In the material below, rewrite as a numbered list the lines beginning with the line that contains "Note to the class: find the distant" and continuing through the line that contains "pixel 227 147", leaving out any blank lines.

## Data records
++++++

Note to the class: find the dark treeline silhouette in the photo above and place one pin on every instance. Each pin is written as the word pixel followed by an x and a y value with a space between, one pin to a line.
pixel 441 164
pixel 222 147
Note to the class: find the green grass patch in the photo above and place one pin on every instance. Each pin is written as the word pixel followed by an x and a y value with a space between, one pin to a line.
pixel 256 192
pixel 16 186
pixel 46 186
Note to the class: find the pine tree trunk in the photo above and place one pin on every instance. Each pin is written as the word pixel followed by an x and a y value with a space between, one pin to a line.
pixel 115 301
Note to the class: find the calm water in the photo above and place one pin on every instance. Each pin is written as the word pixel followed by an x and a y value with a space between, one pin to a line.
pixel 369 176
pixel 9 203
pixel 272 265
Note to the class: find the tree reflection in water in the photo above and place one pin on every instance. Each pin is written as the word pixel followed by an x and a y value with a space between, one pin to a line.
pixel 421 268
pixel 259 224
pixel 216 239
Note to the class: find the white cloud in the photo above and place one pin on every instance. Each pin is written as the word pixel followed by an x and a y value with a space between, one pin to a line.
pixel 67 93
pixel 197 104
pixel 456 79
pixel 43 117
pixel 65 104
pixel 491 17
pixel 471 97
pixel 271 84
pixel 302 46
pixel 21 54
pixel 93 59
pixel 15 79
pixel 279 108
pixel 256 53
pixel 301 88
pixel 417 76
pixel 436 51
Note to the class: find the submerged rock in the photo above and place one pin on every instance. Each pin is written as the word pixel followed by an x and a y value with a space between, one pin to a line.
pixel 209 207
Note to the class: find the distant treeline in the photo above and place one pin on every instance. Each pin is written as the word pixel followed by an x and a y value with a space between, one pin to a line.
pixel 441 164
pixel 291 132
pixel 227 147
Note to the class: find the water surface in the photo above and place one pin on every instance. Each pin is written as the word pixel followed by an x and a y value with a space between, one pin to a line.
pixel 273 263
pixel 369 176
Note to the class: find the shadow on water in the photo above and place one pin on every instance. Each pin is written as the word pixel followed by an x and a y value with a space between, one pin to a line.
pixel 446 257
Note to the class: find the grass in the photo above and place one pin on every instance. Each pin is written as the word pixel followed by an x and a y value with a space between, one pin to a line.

++++++

## Exercise response
1. Note to the class: find the distant treeline in the photo above and place one pin on every instance. Each pin is written as the word pixel followed by an x and a y value with a space between, one pin to a line.
2. pixel 441 164
3. pixel 291 132
4. pixel 227 147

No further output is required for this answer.